Directions – Copy only this range: the line with "the person in white jacket" through the final line of the material, inclusive at both ends.

-- BEGIN Data listing --

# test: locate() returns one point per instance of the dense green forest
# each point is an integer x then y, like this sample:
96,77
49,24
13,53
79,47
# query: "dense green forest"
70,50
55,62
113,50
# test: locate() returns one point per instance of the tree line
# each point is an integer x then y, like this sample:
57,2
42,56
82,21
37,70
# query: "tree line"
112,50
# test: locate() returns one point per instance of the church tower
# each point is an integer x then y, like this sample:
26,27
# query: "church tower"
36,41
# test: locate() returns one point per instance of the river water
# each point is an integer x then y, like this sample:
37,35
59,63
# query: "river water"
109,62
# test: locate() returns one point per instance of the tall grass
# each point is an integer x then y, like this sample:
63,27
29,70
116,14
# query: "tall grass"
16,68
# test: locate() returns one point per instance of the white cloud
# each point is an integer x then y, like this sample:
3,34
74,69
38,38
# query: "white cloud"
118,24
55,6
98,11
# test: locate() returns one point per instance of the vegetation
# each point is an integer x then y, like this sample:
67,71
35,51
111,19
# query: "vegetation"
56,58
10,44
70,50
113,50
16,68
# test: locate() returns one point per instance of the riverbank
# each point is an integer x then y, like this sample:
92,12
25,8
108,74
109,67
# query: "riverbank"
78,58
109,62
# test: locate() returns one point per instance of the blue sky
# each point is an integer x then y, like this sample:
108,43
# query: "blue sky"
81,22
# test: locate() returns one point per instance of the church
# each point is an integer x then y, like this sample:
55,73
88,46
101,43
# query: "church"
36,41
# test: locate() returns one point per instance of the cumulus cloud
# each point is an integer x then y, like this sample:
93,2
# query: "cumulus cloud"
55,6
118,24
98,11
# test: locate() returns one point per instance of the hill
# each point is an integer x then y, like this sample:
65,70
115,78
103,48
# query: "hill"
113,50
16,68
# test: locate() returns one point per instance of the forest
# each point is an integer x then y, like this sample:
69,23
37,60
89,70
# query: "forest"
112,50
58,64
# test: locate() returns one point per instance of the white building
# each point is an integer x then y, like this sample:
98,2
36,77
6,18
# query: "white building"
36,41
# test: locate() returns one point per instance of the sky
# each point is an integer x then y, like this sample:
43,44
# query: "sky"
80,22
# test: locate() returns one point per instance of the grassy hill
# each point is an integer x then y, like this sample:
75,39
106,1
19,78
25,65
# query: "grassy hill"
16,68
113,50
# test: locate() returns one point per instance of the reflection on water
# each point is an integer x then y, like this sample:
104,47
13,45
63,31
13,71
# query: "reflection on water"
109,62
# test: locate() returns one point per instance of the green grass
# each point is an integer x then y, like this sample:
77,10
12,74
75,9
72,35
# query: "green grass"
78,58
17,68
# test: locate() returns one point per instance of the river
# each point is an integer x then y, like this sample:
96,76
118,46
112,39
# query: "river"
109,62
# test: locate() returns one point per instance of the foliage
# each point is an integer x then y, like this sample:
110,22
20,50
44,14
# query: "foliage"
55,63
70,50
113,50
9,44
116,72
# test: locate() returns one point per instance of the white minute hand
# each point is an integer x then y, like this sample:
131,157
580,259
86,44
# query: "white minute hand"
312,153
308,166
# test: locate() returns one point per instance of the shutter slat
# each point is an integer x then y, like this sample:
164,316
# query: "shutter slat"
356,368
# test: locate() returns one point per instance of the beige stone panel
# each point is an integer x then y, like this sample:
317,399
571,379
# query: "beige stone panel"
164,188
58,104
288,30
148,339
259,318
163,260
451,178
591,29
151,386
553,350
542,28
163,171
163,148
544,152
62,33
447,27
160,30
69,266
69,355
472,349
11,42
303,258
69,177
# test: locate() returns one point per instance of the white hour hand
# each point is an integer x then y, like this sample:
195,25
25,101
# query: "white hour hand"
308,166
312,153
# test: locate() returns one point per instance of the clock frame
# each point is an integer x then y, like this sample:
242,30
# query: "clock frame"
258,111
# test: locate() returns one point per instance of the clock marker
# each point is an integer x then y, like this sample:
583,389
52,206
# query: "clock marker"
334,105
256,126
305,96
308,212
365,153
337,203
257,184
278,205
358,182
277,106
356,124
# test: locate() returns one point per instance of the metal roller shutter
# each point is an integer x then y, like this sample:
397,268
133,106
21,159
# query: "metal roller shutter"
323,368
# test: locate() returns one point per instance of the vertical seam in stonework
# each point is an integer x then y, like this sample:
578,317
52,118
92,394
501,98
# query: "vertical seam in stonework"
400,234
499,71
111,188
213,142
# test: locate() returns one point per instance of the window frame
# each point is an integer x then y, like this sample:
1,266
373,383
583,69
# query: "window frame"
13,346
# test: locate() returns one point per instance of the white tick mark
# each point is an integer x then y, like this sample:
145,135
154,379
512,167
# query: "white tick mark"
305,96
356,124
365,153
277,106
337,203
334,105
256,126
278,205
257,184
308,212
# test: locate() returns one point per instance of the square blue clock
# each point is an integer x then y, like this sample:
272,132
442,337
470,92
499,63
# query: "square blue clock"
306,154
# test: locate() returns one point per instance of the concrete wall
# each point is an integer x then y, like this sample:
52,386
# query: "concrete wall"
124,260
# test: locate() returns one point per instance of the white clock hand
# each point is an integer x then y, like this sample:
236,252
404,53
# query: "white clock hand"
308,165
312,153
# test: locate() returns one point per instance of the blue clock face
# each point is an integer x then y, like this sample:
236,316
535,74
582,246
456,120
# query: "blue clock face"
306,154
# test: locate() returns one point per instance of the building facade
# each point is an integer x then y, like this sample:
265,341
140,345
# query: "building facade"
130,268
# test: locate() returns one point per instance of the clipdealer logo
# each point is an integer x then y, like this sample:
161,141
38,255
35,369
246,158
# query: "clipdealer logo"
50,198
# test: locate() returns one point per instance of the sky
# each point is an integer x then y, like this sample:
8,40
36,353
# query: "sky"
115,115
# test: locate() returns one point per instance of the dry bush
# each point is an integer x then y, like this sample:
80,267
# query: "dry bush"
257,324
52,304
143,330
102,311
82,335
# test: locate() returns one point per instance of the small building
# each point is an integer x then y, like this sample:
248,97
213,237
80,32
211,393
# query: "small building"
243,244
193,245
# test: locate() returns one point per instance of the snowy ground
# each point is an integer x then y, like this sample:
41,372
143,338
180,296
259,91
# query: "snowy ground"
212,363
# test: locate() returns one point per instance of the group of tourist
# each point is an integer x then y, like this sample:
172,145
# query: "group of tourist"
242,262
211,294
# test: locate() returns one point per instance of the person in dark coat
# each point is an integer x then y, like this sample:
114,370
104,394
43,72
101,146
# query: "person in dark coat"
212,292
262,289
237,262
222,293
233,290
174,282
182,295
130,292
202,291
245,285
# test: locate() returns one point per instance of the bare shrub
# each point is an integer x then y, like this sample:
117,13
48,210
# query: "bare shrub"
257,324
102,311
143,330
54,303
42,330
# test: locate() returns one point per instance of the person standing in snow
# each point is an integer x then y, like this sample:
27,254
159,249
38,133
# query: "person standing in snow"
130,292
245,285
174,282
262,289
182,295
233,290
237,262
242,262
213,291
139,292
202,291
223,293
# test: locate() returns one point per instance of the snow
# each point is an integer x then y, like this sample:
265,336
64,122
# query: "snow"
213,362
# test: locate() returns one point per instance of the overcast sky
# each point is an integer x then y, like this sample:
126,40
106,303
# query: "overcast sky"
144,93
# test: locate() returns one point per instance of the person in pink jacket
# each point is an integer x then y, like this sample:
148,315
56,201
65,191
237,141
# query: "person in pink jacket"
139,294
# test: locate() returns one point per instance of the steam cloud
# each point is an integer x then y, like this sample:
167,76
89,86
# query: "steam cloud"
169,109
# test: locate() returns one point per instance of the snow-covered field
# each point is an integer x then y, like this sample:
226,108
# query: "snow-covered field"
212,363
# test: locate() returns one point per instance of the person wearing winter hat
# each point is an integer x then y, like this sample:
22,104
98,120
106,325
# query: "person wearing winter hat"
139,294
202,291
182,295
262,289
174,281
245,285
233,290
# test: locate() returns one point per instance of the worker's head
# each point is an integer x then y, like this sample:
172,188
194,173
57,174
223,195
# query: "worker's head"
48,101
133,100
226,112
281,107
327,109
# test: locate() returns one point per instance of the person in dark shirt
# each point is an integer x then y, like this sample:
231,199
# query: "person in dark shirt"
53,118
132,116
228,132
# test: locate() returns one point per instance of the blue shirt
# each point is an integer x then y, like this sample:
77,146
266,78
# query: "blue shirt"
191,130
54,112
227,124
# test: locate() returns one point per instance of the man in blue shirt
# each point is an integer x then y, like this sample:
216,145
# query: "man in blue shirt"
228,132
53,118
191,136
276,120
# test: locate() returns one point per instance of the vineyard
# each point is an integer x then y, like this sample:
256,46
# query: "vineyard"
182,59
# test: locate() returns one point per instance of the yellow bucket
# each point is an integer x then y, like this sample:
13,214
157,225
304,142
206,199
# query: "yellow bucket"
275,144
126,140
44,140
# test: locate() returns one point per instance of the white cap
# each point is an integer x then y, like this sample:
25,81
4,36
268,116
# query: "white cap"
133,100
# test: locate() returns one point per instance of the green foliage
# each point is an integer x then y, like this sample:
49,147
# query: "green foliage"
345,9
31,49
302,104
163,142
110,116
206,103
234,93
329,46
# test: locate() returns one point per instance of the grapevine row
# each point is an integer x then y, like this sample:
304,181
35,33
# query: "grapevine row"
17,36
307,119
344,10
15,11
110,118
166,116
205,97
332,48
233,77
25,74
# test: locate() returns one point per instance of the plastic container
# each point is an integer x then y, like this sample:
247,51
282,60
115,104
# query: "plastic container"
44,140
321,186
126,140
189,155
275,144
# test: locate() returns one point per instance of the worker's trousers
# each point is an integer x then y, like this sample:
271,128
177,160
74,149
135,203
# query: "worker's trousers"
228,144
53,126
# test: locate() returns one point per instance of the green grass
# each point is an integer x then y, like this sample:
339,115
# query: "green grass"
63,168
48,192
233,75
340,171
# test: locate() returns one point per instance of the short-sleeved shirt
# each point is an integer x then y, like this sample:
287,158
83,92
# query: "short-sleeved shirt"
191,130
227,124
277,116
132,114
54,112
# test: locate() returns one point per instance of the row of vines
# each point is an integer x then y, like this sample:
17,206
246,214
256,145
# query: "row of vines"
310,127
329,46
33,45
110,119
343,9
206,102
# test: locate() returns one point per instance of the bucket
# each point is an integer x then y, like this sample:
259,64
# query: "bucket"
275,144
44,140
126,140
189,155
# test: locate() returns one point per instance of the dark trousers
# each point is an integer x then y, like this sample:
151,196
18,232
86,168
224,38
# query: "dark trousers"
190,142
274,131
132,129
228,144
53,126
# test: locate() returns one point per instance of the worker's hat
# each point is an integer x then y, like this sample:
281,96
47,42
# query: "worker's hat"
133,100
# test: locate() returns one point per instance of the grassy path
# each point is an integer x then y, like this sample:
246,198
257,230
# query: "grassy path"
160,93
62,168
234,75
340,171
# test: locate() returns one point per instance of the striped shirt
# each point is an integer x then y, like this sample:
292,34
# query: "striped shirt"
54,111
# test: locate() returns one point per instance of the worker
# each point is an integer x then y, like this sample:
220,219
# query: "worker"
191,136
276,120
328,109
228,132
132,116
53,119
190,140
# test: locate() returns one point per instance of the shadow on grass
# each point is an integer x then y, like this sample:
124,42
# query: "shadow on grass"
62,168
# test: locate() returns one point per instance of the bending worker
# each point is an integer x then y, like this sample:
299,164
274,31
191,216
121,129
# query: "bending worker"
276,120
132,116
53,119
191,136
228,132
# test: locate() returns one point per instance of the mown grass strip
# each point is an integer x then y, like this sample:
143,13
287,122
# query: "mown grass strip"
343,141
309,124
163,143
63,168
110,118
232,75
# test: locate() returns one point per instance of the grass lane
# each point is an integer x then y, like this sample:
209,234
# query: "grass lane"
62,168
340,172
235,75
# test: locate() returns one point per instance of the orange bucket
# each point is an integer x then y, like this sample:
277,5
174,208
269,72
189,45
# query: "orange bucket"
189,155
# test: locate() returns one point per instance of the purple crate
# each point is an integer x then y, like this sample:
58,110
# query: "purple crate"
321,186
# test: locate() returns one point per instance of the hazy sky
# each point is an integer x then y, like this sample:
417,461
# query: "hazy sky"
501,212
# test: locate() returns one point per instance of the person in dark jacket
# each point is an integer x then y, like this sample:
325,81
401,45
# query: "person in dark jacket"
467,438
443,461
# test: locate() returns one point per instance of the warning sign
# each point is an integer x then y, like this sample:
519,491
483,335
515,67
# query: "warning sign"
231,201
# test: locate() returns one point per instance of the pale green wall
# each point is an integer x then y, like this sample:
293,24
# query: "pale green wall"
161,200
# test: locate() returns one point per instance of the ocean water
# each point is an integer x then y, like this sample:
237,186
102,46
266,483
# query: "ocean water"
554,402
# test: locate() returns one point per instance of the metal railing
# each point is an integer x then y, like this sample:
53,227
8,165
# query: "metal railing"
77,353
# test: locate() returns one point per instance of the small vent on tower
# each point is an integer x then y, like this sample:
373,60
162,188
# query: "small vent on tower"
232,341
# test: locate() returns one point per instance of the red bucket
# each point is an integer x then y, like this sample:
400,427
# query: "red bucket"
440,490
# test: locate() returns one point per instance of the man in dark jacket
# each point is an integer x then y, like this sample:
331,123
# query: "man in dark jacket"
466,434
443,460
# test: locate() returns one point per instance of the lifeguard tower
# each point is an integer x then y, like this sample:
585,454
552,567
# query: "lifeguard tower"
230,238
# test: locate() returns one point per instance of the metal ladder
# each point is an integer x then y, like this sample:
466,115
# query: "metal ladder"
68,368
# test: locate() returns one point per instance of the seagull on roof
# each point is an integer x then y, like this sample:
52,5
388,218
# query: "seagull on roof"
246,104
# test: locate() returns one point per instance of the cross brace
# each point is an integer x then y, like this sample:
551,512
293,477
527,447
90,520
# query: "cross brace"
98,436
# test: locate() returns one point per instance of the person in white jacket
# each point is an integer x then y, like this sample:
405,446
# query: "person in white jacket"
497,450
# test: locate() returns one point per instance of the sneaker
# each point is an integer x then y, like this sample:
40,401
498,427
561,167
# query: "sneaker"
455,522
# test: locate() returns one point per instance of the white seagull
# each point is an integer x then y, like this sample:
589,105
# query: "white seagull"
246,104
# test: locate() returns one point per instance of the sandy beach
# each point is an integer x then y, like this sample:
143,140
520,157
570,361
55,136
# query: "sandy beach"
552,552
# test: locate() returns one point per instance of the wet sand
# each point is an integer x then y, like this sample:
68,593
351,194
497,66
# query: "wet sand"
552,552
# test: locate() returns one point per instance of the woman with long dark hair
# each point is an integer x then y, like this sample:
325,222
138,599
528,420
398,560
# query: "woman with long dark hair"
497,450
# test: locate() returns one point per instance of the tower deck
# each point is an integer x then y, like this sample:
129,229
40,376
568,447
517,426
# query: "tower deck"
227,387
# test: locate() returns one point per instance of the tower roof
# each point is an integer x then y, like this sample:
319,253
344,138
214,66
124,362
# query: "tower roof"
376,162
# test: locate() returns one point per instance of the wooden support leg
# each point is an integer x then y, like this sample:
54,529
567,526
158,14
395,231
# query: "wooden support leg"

-- END Data listing --

Result below –
# test: locate() returns one point per instance of the person in white jacket
# each point is an integer x then y, like this sample:
405,446
# query: "person in white jacket"
497,450
# test: locate() returns one point per instance of the sneaker
# each point is an integer x then y, like this sample:
40,401
498,427
561,167
# query: "sneaker"
455,522
# test: locate() returns one point per instance of the white seagull
# each point is an integer x then y, like this sample:
589,105
# query: "white seagull"
246,104
# test: locate() returns one point per instance of the sandy beach
# each point is an integer x then y, like this sample:
143,140
520,157
570,361
55,136
# query: "sandy beach"
552,552
# test: locate() returns one point per instance of the wet sand
# each point is an integer x then y, like this sample:
68,593
351,194
497,66
# query: "wet sand"
552,552
# test: locate() returns one point per instance of the woman with long dark hair
# each point is an integer x then y, like this sample:
325,222
138,599
528,420
398,560
# query: "woman with long dark hair"
497,450
# test: locate() returns one point per instance of the tower deck
# each point is an integer x then y, like this sample:
129,229
40,376
568,447
517,426
# query: "tower deck"
227,387
# test: locate() returns one point per instance of the tower roof
# each point is an integer x then y, like this sample:
319,253
344,138
214,66
124,362
# query: "tower roof"
376,162
# test: locate() returns one point per instance of the wooden support leg
# each point is an integer x then y, like this sample:
54,529
567,526
158,14
395,231
# query: "wooden support leg"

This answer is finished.